● **Directions**
Go through the data from its first line and retype each line, stopping once the line containing "If you could mark the thin" has been retyped.

● **Supplied material**

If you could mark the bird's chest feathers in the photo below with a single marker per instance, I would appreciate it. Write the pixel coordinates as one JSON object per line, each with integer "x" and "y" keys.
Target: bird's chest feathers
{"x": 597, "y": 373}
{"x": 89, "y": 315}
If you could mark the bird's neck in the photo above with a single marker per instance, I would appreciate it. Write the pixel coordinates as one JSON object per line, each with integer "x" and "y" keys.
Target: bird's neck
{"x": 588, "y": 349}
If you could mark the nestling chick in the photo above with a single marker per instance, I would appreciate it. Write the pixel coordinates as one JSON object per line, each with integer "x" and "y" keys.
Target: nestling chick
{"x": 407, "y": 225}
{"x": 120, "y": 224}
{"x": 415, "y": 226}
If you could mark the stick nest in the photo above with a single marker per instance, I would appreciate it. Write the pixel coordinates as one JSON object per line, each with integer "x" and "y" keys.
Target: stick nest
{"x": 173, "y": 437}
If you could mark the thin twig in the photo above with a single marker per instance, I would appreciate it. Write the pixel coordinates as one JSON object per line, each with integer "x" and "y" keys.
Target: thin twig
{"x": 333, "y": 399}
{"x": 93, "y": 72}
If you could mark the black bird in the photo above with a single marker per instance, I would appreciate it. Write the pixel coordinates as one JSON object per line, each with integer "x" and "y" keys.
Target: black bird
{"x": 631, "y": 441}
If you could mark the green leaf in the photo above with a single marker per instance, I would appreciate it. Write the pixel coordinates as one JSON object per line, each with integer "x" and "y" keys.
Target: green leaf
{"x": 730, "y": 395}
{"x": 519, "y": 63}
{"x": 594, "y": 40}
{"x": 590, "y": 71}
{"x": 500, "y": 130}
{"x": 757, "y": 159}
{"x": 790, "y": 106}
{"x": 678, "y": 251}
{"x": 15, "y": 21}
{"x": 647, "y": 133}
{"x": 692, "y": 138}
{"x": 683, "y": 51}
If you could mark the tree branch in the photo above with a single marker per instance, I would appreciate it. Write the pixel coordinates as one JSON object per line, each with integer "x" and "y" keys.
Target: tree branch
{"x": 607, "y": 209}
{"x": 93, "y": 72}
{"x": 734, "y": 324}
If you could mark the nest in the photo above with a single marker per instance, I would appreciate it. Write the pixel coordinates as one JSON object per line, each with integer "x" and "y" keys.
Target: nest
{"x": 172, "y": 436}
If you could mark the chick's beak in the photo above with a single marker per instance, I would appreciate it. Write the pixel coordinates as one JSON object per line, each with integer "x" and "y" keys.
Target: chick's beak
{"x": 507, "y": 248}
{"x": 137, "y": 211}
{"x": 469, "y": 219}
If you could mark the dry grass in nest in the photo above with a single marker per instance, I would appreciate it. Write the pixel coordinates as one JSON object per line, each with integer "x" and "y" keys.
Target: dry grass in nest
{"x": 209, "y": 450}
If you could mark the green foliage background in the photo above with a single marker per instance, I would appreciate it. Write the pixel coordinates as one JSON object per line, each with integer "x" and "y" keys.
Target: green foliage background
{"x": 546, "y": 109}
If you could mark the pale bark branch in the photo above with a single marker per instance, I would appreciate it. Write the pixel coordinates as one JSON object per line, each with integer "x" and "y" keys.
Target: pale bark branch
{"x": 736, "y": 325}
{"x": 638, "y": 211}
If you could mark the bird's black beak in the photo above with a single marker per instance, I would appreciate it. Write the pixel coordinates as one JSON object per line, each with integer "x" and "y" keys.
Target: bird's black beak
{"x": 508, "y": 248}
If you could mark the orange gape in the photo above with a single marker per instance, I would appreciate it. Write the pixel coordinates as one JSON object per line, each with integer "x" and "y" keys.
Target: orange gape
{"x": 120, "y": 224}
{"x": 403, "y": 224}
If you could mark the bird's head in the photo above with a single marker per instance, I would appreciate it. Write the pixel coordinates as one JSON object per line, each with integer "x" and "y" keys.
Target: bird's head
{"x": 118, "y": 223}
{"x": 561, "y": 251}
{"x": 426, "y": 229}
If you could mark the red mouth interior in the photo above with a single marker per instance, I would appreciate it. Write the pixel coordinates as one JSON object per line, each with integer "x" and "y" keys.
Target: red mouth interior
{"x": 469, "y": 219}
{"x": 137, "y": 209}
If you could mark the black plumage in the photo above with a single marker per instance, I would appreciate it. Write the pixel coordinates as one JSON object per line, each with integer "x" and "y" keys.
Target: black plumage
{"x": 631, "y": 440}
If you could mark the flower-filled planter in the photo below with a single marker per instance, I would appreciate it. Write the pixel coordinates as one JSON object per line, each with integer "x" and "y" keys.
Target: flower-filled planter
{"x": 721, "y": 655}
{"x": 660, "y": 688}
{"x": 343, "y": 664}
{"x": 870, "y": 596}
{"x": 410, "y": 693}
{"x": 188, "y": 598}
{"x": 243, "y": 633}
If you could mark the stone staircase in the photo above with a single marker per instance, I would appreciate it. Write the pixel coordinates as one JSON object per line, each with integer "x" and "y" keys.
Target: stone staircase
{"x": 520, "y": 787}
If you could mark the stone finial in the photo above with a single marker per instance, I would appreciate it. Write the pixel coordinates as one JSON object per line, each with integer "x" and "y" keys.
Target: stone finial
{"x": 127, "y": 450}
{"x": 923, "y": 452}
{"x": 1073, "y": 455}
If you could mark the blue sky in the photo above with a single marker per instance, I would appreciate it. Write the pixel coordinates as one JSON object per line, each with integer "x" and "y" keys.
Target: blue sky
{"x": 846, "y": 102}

● **Exercise response**
If you could mark the bird's chest feathers in the photo below with a single marker per instance, I would appreciate it. Write the pixel coordinates as one JSON object per line, each with integer "x" and "y" keys.
Target: bird's chest feathers
{"x": 597, "y": 373}
{"x": 89, "y": 315}
If you could mark the bird's neck in the photo above with a single marker per instance, I would appreciate it. Write the pixel coordinates as one JSON object per line, each with integer "x" and "y" keys.
Target: bird's neck
{"x": 588, "y": 349}
If you could mark the nestling chick in the photo above with a single marker per instance, I would appreciate it. Write the pixel coordinates as one JSON object per line, each with integer "x" and "y" keys.
Target: nestling chick
{"x": 407, "y": 225}
{"x": 120, "y": 224}
{"x": 415, "y": 226}
If you could mark the stick nest in the photo above with a single marker per instance, I would appreciate it. Write the pixel coordinates as one JSON object per line, each with integer "x" and "y" keys.
Target: stick nest
{"x": 173, "y": 437}
If you could mark the thin twig in the photo above with a single marker per instance, I would appreciate it. Write the pixel coordinates as one JSON object per line, each with integer "x" and "y" keys.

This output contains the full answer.